• **Text provided**:
I use a summit, or a summit, or a summit....... or I use a summit.. OH! and an old API Bowhunter. I gots summits stashed from one end of this county to the other, one on the porch and another in the back of the truck.


----------



## Jayin J (Oct 13, 2009)

I use Ameristep from BPS  weighs 22 lbs


----------



## Hankus (Oct 13, 2009)

Fat Cat, mostly open, and climbs the pines I hunt real well.


----------



## Tikki (Oct 13, 2009)

gorilla lock on stands with ameristep rapid rails.


----------



## Dennis (Oct 13, 2009)

Summit ss viper with mod. seat


----------



## BOFF (Oct 13, 2009)

Lone Wolf with the hand climber.
An earlier version of the Gorilla Silverback Magnum, and climbing sticks.


----------



## SOS (Oct 13, 2009)

For run and "gun" on public land or to try a new location, an open front Summit - can't remember which model name.  For my home hunting, ladderstands or lock-ons of various makes and climbing sticks.


----------



## Rare Breed (Oct 13, 2009)

May I suggest the Tree Saddle by trophy line they are very effective bow hunting tools.


----------



## bownarrow (Oct 14, 2009)

• **Entries supplied**:
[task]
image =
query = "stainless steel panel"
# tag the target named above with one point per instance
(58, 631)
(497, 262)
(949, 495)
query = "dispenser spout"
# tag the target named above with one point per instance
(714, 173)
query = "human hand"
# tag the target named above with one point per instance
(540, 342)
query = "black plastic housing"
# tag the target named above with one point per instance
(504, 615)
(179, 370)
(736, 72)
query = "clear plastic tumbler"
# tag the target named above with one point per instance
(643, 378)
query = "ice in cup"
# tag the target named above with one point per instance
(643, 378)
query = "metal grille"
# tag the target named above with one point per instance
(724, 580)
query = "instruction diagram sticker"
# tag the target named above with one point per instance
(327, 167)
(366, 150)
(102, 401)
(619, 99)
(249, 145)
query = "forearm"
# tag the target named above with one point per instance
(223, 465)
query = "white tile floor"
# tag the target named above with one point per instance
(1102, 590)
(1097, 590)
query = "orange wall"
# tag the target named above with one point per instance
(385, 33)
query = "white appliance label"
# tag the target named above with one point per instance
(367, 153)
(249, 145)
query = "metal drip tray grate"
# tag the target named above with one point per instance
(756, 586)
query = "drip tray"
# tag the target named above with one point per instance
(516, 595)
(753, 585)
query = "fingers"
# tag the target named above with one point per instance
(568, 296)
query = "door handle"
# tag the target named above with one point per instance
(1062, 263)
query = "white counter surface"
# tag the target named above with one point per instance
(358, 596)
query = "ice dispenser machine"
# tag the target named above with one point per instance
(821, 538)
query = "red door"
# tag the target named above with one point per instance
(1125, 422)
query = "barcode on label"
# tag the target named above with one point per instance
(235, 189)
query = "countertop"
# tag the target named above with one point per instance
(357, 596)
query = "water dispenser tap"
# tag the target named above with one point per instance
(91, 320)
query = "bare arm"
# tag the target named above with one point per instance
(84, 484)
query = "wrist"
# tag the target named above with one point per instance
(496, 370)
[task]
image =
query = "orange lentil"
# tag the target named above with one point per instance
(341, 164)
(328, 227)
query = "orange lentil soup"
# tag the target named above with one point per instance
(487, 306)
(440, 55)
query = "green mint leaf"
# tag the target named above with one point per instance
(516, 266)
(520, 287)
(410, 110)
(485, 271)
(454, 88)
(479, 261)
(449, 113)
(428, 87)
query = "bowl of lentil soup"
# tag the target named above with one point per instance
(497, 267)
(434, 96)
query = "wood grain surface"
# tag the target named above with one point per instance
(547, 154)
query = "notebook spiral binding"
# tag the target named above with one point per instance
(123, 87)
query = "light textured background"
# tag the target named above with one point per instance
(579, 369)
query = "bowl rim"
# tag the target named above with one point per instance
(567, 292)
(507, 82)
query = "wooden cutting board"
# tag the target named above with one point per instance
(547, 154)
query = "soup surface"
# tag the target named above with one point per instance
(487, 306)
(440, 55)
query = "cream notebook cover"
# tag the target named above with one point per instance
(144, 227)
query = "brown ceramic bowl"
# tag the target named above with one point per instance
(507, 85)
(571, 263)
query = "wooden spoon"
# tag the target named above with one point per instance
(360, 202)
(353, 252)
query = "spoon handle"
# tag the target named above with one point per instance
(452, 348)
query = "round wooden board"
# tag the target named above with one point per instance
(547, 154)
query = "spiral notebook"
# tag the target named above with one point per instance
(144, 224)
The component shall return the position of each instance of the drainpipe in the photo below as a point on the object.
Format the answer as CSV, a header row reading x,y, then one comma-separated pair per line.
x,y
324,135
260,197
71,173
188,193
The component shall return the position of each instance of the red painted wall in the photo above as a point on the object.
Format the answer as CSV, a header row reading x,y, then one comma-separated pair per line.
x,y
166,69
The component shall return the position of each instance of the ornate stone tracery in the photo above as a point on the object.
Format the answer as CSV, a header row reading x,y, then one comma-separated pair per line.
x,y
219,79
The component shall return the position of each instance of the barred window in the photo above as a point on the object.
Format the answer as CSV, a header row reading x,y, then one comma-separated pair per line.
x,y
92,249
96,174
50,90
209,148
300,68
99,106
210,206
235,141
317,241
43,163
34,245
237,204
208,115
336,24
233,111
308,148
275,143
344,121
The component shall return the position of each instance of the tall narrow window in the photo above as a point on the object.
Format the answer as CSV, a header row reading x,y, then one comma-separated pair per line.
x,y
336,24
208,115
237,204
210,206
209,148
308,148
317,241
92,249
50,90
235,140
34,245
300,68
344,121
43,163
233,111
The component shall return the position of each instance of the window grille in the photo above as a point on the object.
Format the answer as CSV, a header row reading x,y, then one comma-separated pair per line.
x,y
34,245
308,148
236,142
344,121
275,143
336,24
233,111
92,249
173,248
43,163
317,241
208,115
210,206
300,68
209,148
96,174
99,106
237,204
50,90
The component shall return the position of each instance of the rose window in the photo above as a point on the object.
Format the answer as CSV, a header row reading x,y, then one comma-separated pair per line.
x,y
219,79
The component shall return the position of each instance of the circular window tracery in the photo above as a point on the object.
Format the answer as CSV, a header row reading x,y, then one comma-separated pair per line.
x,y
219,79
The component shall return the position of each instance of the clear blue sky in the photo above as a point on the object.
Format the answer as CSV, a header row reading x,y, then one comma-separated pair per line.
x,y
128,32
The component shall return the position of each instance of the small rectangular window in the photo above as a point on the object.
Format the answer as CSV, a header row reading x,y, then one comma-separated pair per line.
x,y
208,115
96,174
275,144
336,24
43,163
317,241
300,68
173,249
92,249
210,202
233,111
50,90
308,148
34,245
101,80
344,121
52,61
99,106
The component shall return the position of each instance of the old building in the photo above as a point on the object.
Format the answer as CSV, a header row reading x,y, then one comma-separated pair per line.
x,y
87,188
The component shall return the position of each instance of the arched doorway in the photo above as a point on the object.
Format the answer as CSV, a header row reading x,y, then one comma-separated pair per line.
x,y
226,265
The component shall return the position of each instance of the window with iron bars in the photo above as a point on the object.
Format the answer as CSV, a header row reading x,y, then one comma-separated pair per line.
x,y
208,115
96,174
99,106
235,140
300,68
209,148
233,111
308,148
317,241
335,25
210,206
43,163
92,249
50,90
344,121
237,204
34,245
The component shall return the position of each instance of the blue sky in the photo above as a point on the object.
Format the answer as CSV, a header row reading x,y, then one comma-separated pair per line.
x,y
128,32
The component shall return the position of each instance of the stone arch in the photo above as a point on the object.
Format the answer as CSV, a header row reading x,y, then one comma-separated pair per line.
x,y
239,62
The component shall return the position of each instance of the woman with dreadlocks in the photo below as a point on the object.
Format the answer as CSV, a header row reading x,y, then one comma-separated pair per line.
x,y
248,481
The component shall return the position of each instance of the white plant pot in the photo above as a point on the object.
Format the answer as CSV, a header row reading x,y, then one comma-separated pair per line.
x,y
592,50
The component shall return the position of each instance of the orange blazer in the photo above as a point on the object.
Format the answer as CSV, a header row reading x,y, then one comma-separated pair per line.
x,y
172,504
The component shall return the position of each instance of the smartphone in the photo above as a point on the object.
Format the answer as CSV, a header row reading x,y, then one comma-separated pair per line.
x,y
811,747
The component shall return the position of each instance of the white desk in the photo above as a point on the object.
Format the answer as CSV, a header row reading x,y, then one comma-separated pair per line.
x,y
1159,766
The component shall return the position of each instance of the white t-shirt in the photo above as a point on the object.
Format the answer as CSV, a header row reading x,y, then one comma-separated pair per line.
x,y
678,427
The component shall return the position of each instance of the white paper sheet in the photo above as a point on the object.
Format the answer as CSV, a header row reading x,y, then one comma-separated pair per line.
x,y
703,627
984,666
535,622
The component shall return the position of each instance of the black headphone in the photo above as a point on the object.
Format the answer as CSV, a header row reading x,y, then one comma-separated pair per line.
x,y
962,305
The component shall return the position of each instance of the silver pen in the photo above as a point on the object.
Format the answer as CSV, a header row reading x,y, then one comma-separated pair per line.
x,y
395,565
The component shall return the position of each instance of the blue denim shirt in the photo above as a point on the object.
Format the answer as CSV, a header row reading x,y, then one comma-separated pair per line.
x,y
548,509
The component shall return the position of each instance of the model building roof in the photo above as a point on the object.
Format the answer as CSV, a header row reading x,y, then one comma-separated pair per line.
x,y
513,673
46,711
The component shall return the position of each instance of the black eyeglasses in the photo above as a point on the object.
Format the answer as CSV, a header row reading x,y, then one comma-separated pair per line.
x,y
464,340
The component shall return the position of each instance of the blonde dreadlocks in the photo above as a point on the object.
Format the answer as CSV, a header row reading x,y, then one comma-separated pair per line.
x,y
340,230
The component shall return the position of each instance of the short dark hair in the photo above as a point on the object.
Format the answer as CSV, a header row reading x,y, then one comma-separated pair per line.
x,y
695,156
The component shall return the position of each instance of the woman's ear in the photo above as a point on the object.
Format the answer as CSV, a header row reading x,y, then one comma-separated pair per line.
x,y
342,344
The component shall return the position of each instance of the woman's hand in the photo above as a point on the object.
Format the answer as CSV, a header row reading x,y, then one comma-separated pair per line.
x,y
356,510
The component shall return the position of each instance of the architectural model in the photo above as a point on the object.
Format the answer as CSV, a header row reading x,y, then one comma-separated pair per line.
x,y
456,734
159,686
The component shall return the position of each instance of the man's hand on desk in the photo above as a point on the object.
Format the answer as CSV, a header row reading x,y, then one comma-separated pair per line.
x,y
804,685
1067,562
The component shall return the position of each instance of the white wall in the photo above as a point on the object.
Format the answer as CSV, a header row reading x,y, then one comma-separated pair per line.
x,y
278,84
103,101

• **What to work on**:
[A] In the tree stand thread, how much does Jayin J say the Ameristep stand from BPS weighs?
[B] Write the next part of the tree stand thread, picking up from its final line.
The listing is not required for this work.

• **Task responses**:
[A] 22 lbs

[B]
i'm with you RB, i mentioned the Tree Saddle above, just left out the company---heck, my first one was when it was still Greene's Tree Saddle but i do like this later one better. They're the ultimate run-and-gun stands and work great for those trips way back in the timber


----------



## Husky Bottoms (Oct 15, 2009)

I have an old summit viper, when they had blow up seats and no fornt rail, kinda like what they call an open shot now, but a ton more comfortable, Love that thing!!!


----------



## RogerB (Oct 15, 2009)

I have both Summit Vipers and Ole' Man tree stands. The Summit is more comfortable (but not much) but the Ole' Man is easier to shoot a trad bow from. The way the side bars fold in next to the tree and the fact that the seat doesn't sit as low gives the Ole' Man more clearance.
If a animal is close, requiring much of a downward angle, they both require leaning out a good bit.
I used to hunt from a Loggy Bayou, which I used to say was the best bow hunting stand made. Now that I am more prone to sleeping on the stand, I just don't feel comfortable without something around me.


----------



## Rare Breed (Oct 15, 2009)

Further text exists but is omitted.